WHAT YOU NEED TO DO
Nothing but the line with "Each instance of the crowd" and the lines after it should appear, each retyped exactly as in the listing.

INPUT
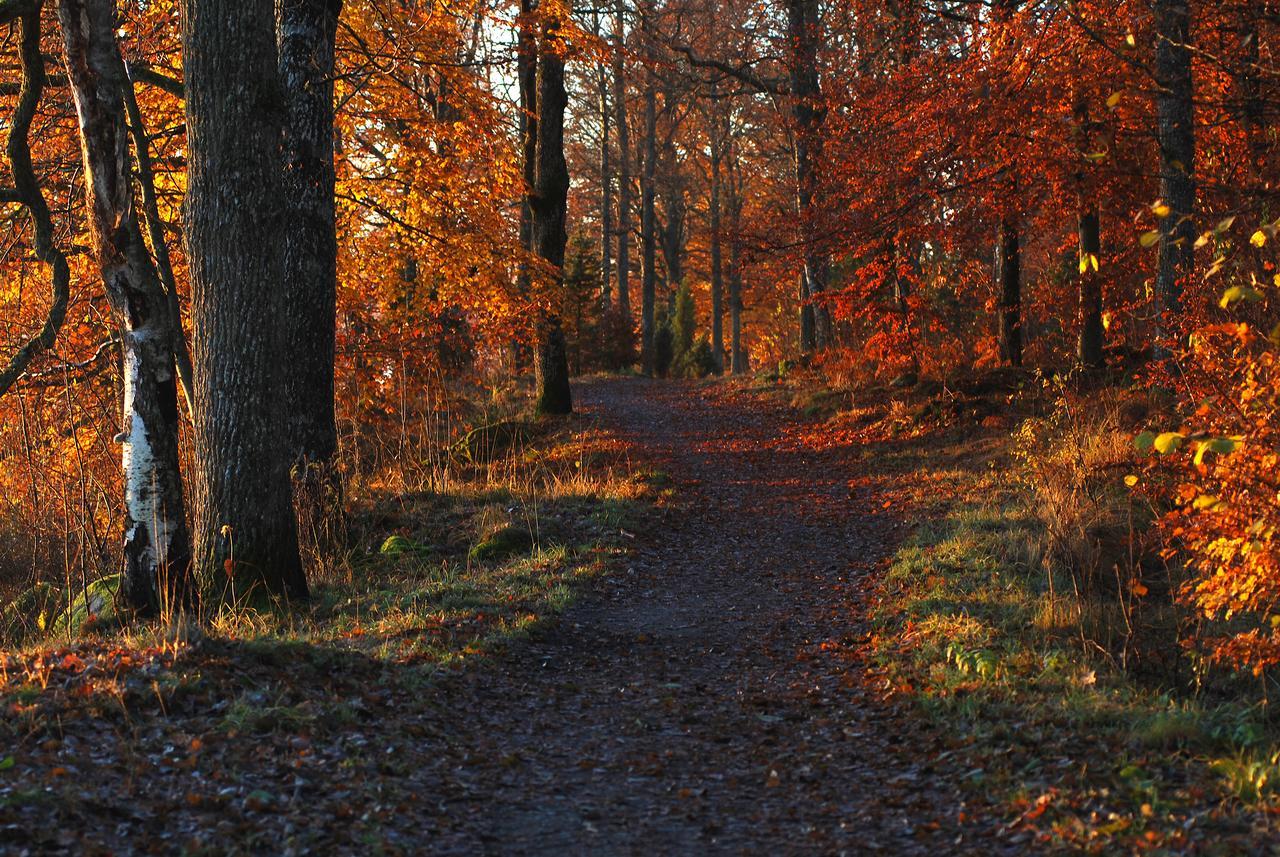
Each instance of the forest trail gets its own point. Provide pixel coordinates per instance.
(709, 695)
(689, 705)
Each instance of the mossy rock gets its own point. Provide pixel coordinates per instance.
(32, 613)
(502, 544)
(397, 546)
(94, 606)
(489, 443)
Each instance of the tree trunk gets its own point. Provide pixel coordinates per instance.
(737, 358)
(809, 111)
(245, 528)
(156, 544)
(717, 261)
(606, 188)
(1176, 137)
(648, 228)
(1010, 292)
(28, 192)
(549, 205)
(306, 31)
(673, 233)
(620, 105)
(526, 76)
(1091, 334)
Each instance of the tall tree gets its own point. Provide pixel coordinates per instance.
(602, 91)
(649, 225)
(27, 189)
(804, 36)
(1010, 274)
(620, 105)
(156, 544)
(713, 205)
(1175, 119)
(245, 527)
(305, 32)
(548, 204)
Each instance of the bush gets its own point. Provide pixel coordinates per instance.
(698, 361)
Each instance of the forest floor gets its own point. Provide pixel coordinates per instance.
(730, 684)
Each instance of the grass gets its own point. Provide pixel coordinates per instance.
(978, 622)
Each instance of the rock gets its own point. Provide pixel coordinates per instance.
(501, 544)
(92, 605)
(31, 613)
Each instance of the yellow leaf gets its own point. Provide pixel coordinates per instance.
(1169, 441)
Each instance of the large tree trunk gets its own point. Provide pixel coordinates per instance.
(809, 113)
(620, 105)
(736, 356)
(717, 261)
(526, 76)
(1010, 292)
(648, 229)
(673, 232)
(1176, 138)
(245, 528)
(549, 206)
(156, 545)
(306, 31)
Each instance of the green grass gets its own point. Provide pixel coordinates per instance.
(968, 627)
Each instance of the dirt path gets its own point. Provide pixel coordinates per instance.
(705, 699)
(689, 707)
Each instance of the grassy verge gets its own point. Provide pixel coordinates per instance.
(1080, 719)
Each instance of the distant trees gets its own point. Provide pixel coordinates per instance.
(156, 544)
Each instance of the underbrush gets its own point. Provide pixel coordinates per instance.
(464, 528)
(1029, 614)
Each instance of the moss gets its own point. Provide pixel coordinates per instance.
(502, 544)
(92, 606)
(493, 441)
(31, 613)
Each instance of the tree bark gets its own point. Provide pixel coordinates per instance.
(1010, 292)
(28, 192)
(156, 544)
(606, 184)
(649, 228)
(737, 358)
(1091, 333)
(549, 206)
(620, 105)
(245, 528)
(809, 111)
(673, 232)
(1176, 137)
(305, 35)
(717, 259)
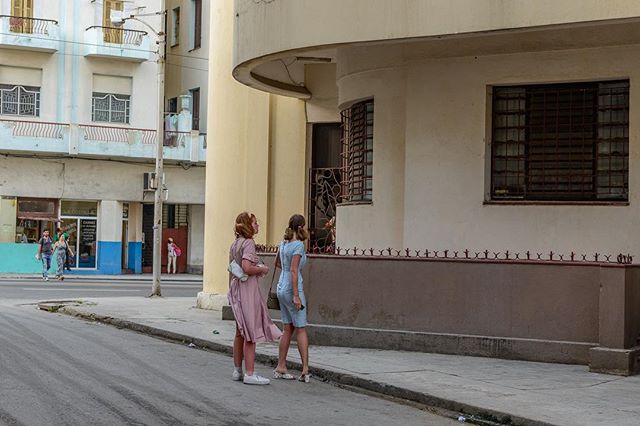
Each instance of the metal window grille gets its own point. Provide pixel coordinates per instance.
(357, 152)
(110, 108)
(19, 100)
(561, 142)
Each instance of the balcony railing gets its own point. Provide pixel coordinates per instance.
(175, 139)
(117, 134)
(325, 191)
(121, 35)
(26, 25)
(36, 129)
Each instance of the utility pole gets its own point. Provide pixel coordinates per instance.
(157, 205)
(117, 19)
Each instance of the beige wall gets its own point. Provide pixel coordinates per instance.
(379, 224)
(8, 220)
(255, 134)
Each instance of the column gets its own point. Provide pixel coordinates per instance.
(244, 124)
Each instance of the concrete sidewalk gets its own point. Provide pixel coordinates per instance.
(124, 277)
(518, 392)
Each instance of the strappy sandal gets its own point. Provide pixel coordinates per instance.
(305, 378)
(283, 376)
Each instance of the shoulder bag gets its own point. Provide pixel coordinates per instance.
(235, 267)
(272, 297)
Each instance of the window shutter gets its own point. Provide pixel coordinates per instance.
(197, 32)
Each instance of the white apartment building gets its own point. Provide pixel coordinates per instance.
(78, 119)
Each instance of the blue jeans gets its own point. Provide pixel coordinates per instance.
(46, 264)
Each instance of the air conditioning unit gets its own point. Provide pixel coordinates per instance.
(150, 183)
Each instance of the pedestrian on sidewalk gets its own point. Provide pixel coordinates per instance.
(60, 248)
(172, 255)
(45, 251)
(292, 259)
(253, 324)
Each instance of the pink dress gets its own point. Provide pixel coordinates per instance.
(247, 303)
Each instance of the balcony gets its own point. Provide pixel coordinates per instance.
(19, 32)
(97, 141)
(117, 43)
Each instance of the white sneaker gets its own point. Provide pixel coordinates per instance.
(237, 376)
(255, 380)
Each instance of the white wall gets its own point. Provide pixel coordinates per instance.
(196, 237)
(187, 68)
(81, 179)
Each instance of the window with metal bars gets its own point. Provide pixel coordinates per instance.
(110, 108)
(19, 100)
(561, 142)
(357, 152)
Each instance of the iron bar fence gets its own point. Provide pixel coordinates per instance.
(36, 129)
(27, 25)
(468, 255)
(121, 35)
(117, 134)
(175, 139)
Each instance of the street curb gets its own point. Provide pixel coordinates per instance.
(498, 417)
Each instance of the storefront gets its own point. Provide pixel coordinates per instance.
(79, 220)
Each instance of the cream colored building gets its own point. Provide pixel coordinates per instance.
(479, 124)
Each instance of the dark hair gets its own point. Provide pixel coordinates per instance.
(296, 226)
(244, 225)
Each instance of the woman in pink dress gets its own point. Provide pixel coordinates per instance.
(253, 323)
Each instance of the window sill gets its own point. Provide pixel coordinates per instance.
(355, 203)
(553, 203)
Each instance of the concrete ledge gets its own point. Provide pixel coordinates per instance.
(452, 344)
(211, 301)
(622, 362)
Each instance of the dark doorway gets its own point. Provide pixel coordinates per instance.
(324, 185)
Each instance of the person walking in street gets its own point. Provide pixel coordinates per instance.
(172, 255)
(69, 254)
(253, 324)
(292, 258)
(60, 248)
(45, 251)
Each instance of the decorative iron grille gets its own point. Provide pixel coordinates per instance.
(37, 129)
(561, 142)
(19, 100)
(324, 195)
(26, 25)
(121, 35)
(110, 108)
(357, 152)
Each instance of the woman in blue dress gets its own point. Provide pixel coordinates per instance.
(292, 259)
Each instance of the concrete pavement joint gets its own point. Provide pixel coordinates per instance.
(345, 379)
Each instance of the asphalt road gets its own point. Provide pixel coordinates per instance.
(37, 289)
(58, 370)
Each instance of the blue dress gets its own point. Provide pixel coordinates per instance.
(288, 312)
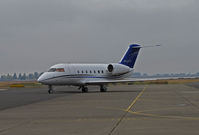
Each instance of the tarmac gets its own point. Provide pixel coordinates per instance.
(122, 110)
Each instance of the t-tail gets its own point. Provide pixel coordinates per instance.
(130, 56)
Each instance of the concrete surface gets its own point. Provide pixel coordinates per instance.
(123, 110)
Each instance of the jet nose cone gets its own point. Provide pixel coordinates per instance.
(41, 79)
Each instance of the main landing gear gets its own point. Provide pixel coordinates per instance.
(50, 89)
(103, 88)
(84, 89)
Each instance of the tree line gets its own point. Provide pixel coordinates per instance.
(20, 77)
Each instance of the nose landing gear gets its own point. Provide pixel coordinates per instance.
(50, 89)
(103, 88)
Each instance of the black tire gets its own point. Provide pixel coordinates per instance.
(103, 89)
(50, 91)
(84, 89)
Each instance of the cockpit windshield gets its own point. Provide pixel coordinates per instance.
(56, 70)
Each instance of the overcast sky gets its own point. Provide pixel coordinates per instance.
(35, 34)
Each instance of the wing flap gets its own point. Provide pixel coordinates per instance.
(98, 82)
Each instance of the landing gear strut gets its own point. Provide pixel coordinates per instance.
(103, 88)
(50, 89)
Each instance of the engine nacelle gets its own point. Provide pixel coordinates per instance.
(117, 69)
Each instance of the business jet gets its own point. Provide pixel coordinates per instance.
(83, 75)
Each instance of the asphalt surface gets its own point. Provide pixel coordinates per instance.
(123, 110)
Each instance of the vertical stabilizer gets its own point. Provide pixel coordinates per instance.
(130, 56)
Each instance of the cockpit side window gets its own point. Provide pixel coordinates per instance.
(56, 70)
(52, 70)
(60, 70)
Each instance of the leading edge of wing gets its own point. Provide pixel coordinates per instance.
(128, 80)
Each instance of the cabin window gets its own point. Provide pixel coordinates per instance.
(60, 70)
(56, 70)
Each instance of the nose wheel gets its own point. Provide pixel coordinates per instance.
(103, 88)
(84, 89)
(50, 89)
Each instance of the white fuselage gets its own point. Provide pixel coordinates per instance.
(80, 74)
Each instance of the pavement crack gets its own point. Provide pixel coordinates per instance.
(127, 110)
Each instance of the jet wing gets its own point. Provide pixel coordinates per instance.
(128, 80)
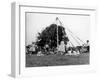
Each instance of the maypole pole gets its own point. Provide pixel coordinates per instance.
(57, 34)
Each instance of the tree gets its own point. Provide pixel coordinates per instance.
(49, 36)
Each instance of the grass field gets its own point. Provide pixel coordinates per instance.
(55, 60)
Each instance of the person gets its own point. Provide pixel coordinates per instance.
(61, 47)
(88, 46)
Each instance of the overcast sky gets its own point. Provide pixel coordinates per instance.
(78, 24)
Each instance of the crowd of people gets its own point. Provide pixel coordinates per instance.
(61, 49)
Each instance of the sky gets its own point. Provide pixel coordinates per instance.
(78, 24)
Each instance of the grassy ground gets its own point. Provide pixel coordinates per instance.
(54, 60)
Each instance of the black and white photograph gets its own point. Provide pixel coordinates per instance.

RESPONSE TO THIS TASK
Each instance of the crowd of people gets its own point. Provide pixel coordinates per instance.
(61, 49)
Each instance of the sky gets its own point. Provide pixel coordinates per instance.
(78, 24)
Each instance of the grassy ground gets its own point. Provide pixel coordinates per instance.
(54, 60)
Each instance of the black and white photograph gets its own point. Provide pixel coordinates per instance.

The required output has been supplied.